◆ OBJECTIVE
Rewrite the data from the line with "Put a marker on each instance of the shower arm" to the line with "[(300, 387)]", both included, substituting "Points" for every "Marks" and changing nothing else. Return only those lines.
- - - - - - -
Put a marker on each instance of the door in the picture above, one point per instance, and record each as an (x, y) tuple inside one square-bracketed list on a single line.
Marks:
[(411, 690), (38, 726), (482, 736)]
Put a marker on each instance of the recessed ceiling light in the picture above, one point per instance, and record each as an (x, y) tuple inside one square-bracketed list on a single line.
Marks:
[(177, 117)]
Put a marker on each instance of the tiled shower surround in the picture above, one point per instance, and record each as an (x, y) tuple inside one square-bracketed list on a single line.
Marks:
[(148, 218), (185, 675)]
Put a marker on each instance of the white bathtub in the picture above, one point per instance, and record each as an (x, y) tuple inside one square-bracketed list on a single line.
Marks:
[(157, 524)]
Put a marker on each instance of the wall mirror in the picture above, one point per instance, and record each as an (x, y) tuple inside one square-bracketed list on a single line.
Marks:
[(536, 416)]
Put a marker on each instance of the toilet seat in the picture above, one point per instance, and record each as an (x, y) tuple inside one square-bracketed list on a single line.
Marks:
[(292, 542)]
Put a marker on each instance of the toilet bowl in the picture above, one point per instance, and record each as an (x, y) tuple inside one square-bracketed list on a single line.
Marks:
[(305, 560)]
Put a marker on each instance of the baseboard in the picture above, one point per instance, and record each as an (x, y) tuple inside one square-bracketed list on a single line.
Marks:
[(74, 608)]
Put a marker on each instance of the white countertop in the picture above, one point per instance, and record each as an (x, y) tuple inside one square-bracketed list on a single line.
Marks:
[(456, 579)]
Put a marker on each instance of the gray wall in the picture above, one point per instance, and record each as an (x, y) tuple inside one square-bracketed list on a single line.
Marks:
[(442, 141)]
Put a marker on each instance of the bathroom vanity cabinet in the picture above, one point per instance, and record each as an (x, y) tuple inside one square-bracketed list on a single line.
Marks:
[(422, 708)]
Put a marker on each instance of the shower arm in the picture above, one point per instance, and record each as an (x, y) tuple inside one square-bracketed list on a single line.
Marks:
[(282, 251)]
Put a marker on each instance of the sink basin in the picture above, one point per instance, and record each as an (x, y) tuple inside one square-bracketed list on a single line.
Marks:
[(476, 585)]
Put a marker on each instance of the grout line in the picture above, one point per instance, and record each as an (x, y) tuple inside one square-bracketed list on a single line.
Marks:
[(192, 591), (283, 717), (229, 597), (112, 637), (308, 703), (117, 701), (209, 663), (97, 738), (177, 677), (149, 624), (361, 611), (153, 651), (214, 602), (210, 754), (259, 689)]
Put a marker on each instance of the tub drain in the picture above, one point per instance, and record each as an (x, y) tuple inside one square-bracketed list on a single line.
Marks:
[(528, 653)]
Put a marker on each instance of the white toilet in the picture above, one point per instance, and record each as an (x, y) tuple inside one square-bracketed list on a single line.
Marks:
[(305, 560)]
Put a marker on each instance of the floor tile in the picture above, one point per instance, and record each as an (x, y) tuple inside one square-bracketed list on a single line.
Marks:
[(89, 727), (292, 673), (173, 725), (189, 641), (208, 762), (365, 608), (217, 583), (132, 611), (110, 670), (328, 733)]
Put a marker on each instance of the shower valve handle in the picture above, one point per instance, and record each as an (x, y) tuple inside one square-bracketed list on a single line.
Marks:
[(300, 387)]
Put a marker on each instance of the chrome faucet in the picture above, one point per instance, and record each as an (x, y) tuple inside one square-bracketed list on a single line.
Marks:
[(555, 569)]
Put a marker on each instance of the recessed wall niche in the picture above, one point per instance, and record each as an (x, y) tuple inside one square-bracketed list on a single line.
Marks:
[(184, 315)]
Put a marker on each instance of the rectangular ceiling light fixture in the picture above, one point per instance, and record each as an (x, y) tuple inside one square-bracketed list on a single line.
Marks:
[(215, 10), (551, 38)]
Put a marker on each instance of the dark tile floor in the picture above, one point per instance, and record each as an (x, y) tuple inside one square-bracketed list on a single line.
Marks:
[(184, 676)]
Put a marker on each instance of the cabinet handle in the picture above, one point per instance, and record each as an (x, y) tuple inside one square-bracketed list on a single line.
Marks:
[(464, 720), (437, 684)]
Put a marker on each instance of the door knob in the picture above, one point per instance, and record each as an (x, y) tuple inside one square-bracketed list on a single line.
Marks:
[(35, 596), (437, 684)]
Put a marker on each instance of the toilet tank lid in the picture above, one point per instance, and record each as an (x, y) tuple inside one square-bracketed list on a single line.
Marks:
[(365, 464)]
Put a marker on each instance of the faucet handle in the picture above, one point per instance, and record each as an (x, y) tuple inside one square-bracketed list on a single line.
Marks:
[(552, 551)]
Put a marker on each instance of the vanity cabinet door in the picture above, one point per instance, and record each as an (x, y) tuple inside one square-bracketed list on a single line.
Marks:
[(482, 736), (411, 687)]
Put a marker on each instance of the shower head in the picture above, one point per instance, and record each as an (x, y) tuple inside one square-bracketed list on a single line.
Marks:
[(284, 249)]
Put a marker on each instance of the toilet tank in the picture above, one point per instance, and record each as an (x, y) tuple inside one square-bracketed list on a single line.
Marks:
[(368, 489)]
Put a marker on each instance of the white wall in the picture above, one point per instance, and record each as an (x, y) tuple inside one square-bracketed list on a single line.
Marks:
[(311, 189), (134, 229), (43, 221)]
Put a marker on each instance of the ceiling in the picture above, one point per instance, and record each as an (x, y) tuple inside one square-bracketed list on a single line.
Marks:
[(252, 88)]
- - - - - - -
◆ RESULT OF THE EXERCISE
Put a marker on each instance of the shower arm in the picture above, one point per instance, and record each as an (x, y) tuple inside one square-bracketed list on a single line.
Points:
[(282, 251)]
Put a marker on each instance of the sink basin in the picture above, one point per instance, and record each as an (x, y) tuple inside one square-bracketed list on a single line.
Points:
[(476, 585)]
Put a marker on each instance of the grout line in the picture above, one point per instance, and record each as an (x, y) tuple inside one square-bracketed list on a single line.
Points:
[(192, 591), (283, 717), (229, 597), (112, 637), (308, 703), (117, 701), (209, 663), (97, 738), (177, 677), (149, 624), (361, 611), (153, 651), (214, 602), (210, 754), (259, 689)]
Put a marker on each instance of the tub drain in the picture above, one point per instance, and record each as an (x, y) tuple inside one square-bracketed list on a single line.
Points:
[(528, 653)]
Put a marker on each instance of the white toilet in the picture above, one point per instance, and record each as an (x, y) tuple inside one square-bracketed list on a single line.
Points:
[(305, 560)]
Put a marker on each instance of the floor tile in the picture above, one point per instance, and record each as an (x, y) tuple inside one square-bracketed list on a single line.
Points:
[(89, 727), (292, 673), (173, 725), (189, 641), (208, 762), (365, 608), (217, 583), (132, 611), (110, 670), (328, 733)]
Put a marker on each instance of the shower valve handle in the picture above, one point per instance, and record each as an (x, y) tuple inside one square-bracketed list on a single line.
Points:
[(300, 387)]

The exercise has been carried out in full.